[Work to be completed]
Using the entries below, write out the line with "positive clicks: (172, 305)", the line with "182L112 177L97 198L118", and every line in between, exactly as each is written.

+++ Records for processing

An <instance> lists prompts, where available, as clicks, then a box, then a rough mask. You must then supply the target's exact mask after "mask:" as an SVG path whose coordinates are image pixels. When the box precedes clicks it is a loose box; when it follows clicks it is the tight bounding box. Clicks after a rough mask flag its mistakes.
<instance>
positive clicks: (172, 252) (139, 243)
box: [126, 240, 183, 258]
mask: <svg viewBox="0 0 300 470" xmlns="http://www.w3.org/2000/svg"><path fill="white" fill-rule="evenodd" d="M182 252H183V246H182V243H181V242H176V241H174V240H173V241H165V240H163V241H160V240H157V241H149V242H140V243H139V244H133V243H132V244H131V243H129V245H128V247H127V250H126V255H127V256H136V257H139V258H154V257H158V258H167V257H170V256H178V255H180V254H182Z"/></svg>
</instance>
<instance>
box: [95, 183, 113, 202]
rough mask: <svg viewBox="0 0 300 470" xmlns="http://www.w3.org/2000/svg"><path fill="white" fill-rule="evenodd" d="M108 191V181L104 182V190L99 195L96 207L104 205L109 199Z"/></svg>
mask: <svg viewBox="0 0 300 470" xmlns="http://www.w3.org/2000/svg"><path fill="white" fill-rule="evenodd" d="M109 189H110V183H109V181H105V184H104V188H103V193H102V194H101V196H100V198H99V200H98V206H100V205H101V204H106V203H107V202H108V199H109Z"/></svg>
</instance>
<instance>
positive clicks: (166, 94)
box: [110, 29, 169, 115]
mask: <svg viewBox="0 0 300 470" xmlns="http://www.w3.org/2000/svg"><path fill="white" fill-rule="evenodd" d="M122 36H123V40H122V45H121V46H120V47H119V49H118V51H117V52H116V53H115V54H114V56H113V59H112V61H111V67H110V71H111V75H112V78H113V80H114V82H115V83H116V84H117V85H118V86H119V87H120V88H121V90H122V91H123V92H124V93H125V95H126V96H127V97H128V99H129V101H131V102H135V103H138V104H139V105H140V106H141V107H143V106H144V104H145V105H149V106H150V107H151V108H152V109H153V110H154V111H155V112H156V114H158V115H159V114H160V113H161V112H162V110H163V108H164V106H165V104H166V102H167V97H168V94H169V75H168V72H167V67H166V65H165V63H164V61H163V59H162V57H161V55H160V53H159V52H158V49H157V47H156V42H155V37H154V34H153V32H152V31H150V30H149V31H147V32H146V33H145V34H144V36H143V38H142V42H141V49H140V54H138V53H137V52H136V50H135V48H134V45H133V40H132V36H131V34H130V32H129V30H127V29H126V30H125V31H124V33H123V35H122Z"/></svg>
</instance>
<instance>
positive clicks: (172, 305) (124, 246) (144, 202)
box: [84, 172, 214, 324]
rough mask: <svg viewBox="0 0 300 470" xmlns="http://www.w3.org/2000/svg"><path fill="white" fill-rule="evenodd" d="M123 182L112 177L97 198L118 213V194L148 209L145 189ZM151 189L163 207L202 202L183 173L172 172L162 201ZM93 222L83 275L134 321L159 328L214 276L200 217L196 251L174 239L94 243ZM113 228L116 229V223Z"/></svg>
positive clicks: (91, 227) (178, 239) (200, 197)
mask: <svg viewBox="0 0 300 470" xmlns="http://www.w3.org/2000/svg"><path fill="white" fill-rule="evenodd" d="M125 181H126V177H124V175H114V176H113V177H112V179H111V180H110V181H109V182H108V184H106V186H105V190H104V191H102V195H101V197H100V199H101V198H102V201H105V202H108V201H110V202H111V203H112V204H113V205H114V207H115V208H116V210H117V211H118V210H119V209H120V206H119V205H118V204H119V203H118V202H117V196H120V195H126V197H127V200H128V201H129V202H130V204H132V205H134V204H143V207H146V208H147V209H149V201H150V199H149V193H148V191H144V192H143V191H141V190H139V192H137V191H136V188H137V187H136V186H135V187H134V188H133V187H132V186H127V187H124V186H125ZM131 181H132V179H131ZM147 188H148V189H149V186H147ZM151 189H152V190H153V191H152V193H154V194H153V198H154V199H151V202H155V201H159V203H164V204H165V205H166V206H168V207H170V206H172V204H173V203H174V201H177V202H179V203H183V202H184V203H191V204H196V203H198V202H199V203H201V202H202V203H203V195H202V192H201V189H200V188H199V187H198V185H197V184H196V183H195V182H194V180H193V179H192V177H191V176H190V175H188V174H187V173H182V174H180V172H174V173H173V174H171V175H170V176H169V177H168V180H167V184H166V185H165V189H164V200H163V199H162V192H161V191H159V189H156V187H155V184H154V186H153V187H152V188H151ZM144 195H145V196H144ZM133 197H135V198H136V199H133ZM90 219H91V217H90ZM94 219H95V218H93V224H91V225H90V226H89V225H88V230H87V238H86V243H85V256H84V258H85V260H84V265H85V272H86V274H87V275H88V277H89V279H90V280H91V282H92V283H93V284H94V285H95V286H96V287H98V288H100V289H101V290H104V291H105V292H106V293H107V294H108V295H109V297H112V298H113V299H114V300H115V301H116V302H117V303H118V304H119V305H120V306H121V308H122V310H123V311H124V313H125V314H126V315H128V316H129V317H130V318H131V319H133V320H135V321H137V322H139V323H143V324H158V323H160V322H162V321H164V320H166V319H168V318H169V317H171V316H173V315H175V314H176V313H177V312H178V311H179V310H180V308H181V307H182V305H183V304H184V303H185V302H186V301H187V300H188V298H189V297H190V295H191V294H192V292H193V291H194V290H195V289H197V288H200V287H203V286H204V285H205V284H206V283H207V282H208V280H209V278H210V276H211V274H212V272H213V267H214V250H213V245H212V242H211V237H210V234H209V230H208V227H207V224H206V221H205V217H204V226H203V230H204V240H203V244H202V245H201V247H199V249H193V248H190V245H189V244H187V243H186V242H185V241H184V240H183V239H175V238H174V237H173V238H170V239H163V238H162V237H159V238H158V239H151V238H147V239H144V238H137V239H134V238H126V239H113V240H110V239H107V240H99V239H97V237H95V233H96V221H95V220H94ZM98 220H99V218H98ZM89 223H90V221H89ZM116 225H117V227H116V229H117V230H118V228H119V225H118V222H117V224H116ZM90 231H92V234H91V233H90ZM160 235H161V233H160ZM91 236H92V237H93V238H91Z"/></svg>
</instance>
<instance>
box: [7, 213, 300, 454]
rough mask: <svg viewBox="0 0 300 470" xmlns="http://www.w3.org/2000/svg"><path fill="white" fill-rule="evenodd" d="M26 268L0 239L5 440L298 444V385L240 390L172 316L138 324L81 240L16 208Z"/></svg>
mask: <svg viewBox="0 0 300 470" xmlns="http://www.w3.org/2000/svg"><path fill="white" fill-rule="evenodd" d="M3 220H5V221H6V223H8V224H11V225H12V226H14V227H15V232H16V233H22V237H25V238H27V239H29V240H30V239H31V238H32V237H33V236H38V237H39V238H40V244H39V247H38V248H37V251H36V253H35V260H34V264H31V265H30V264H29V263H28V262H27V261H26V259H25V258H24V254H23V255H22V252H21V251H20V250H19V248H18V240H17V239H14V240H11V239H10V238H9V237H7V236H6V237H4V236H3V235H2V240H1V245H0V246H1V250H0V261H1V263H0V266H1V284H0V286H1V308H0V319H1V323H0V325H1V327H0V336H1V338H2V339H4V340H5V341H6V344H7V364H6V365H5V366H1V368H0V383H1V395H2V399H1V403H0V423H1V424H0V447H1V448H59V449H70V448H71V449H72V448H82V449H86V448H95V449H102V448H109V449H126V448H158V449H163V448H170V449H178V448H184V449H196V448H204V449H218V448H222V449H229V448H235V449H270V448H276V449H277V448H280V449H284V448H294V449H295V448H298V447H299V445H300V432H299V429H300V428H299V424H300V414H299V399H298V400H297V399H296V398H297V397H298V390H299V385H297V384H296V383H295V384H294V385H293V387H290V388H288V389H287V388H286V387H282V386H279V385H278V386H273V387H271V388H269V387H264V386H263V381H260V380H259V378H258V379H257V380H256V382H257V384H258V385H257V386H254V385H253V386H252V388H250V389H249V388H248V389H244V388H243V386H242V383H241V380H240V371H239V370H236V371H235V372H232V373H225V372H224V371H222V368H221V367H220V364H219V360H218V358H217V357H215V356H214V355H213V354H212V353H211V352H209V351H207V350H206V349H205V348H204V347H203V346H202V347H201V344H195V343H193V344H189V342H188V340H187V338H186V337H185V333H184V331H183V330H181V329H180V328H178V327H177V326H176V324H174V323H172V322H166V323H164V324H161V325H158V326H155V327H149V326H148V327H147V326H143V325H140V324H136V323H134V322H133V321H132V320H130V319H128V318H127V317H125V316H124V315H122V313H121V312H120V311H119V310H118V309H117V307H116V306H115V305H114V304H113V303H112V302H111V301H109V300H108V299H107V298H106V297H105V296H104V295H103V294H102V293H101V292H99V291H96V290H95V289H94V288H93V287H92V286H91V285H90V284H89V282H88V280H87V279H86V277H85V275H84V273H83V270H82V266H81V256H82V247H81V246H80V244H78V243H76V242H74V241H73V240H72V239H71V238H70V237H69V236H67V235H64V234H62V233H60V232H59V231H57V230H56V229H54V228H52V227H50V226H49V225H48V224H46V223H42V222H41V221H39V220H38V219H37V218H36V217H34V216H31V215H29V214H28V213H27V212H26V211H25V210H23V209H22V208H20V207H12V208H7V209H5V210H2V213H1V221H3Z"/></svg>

++++++

[Task answer]
positive clicks: (172, 305) (124, 246) (144, 202)
box: [84, 172, 214, 324]
rough mask: <svg viewBox="0 0 300 470" xmlns="http://www.w3.org/2000/svg"><path fill="white" fill-rule="evenodd" d="M123 182L112 177L97 198L118 213V194L148 209L145 189ZM151 189L163 207L202 202L183 173L172 172L162 201ZM93 222L83 275L134 321L159 328L214 276L200 217L196 251L174 239L94 243ZM113 228L116 229V223Z"/></svg>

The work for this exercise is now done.